EXERCISE DIRECTIONS
Render the entries below as a JSON list of strings, one string per line, omitting blank lines.

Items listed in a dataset
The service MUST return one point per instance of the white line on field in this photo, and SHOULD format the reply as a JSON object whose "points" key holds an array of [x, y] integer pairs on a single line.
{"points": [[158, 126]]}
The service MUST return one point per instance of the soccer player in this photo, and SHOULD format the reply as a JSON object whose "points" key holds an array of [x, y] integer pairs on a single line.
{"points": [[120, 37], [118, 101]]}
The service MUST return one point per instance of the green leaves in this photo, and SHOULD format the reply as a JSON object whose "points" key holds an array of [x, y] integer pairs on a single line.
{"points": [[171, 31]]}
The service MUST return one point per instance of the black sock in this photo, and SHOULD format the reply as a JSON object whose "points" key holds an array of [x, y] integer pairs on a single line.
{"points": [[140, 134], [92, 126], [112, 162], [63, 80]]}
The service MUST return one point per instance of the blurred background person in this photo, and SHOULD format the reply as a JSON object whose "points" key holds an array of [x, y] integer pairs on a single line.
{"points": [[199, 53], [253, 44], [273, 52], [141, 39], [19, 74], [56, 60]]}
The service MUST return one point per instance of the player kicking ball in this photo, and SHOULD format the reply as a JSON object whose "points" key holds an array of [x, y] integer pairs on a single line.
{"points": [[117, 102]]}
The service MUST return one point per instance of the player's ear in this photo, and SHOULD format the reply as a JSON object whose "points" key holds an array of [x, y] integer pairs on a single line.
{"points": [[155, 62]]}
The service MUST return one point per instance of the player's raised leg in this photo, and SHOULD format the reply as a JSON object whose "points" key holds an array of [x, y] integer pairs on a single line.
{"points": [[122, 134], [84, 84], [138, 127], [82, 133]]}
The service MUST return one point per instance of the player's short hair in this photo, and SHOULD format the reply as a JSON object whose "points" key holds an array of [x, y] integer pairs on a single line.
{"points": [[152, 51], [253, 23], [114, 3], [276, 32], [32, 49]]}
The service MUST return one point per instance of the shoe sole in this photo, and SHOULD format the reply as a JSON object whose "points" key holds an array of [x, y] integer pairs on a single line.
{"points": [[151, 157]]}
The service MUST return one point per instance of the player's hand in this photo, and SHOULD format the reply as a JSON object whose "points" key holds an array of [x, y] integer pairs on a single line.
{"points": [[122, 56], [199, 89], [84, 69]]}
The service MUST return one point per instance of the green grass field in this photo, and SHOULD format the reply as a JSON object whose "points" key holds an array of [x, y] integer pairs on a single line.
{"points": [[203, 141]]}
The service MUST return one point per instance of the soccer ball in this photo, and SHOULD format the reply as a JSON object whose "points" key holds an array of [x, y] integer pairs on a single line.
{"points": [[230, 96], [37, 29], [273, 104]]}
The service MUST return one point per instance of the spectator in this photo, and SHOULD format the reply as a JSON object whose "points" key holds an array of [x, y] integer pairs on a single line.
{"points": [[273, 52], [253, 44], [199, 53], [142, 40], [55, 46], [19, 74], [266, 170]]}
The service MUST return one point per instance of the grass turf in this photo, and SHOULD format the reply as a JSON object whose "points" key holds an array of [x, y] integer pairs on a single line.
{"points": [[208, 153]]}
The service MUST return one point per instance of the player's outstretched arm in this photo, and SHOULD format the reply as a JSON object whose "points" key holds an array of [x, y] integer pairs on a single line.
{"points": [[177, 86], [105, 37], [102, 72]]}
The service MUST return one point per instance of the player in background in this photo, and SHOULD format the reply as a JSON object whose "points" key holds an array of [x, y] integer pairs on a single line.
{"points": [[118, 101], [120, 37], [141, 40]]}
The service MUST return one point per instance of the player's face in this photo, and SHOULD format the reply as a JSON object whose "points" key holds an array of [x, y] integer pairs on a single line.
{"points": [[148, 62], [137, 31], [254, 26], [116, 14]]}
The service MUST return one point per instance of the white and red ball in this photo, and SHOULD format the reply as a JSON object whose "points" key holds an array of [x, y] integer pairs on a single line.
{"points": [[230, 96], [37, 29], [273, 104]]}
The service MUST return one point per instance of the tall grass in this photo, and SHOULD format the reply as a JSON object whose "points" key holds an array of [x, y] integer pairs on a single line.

CORRECT OUTPUT
[
  "The service MUST return one point per instance of the white line on field in this photo, and SHOULD format the reply as a JSON object whose \"points\" key holds an array of [x, y] integer pairs on a single line.",
  "{\"points\": [[158, 126]]}",
  "The service MUST return one point per instance of the soccer player in this photo, and SHOULD format the reply as a JSON object whose \"points\" key holds an array of [x, y] integer pairs on a single line.",
  "{\"points\": [[120, 37], [118, 101]]}",
  "The service MUST return one point per instance of the green leaves in this photo, and SHOULD format the reply as a JSON object whose \"points\" key holds an array of [x, y] integer pairs on a single line.",
  "{\"points\": [[171, 31]]}",
  "The service MUST return one point per instance of the black sock in this photo, and SHOULD format the reply as a JSON object whose \"points\" key holds an array of [x, y] integer pairs on a single line.",
  "{\"points\": [[140, 134], [92, 126], [112, 162], [63, 80]]}",
  "The service MUST return one point per instance of the blurred background person in this photo, and SHOULD format the reply as a JSON object whose \"points\" key holds an array of [x, y] integer pairs on a single line.",
  "{\"points\": [[199, 53], [253, 44], [273, 52], [141, 39], [19, 74], [56, 60]]}",
  "The service MUST return one point per instance of the player kicking ball in this photo, and SHOULD format the reply as a JSON object whose \"points\" key holds an array of [x, y] integer pairs on a single line.",
  "{\"points\": [[117, 102]]}",
  "The service MUST return one point per instance of the player's ear in this photo, and SHOULD format the reply as a JSON object whose \"points\" key holds an array of [x, y] integer pairs on a single line.",
  "{\"points\": [[155, 62]]}",
  "The service MUST return one point per instance of the player's raised leg in this photo, and SHOULD format the reply as a JSON object whose \"points\" key holds an array of [x, y] integer pairs on a single line.",
  "{\"points\": [[122, 134], [84, 84], [138, 127], [82, 133]]}",
  "The service MUST return one point per instance of the player's short hair in this photo, and SHOULD format the reply as a JSON object whose \"points\" key holds an array of [x, y] integer pairs on a single line.",
  "{\"points\": [[152, 51], [253, 23], [114, 3], [276, 32], [32, 49]]}",
  "The service MUST return one point per instance of the shoe sole in this photo, and SHOULD format the reply as a JSON object whose \"points\" key holds an array of [x, y] integer pairs on a single line.",
  "{\"points\": [[151, 157]]}",
  "The service MUST return one point per instance of the player's hand in this photo, and SHOULD format the reply as a JSON object whose \"points\" key holds an array of [x, y] integer pairs on a single line.",
  "{\"points\": [[122, 56], [199, 89], [84, 69]]}",
  "The service MUST return one point per instance of the green grass field in this photo, and SHOULD format the reply as a JSON object whose \"points\" key holds an array of [x, y] integer pairs on a single line.",
  "{\"points\": [[203, 141]]}",
  "The service MUST return one point per instance of the soccer ball in this photo, and SHOULD format the reply as a JSON object whose \"points\" key holds an array of [x, y] integer pairs on a single line.",
  "{\"points\": [[230, 96], [37, 29], [273, 104]]}",
  "The service MUST return one point per instance of the spectator in this photo, and SHOULD format the reply as a JSON object whose \"points\" key holds an array of [x, y] integer pairs on a single line.",
  "{\"points\": [[273, 52], [253, 44], [199, 53], [142, 40], [55, 46], [19, 74], [266, 170]]}",
  "The service MUST return one point per instance of the grass turf in this photo, and SHOULD format the reply as a JSON object whose \"points\" key holds an array of [x, y] integer pairs on a single line.",
  "{\"points\": [[208, 153]]}",
  "The service MUST return one point per instance of the player's outstretched arm in this photo, and SHOULD format the reply as a JSON object whose \"points\" key holds an array of [x, y] integer pairs on a single line.",
  "{\"points\": [[177, 86], [105, 37], [102, 72]]}",
  "The service MUST return one point per instance of the player in background in this photo, and SHOULD format the reply as a JSON object whose \"points\" key holds an array of [x, y] integer pairs on a single line.",
  "{\"points\": [[118, 101], [120, 37], [141, 40]]}",
  "The service MUST return one point per instance of the player's face in this photo, and SHOULD format the reply as a JSON object whose \"points\" key holds an array of [x, y] integer pairs on a single line.",
  "{\"points\": [[148, 62], [137, 31], [254, 26], [116, 14]]}",
  "The service MUST return one point per instance of the white and red ball in this photo, and SHOULD format the reply as a JSON object whose \"points\" key holds an array of [x, y] integer pairs on a single line.",
  "{\"points\": [[230, 96], [37, 29], [273, 104]]}",
  "The service MUST return one point per instance of the tall grass in this photo, and SHOULD format the reply as a JSON object whose \"points\" key holds an array of [x, y] integer pairs on a single line."
]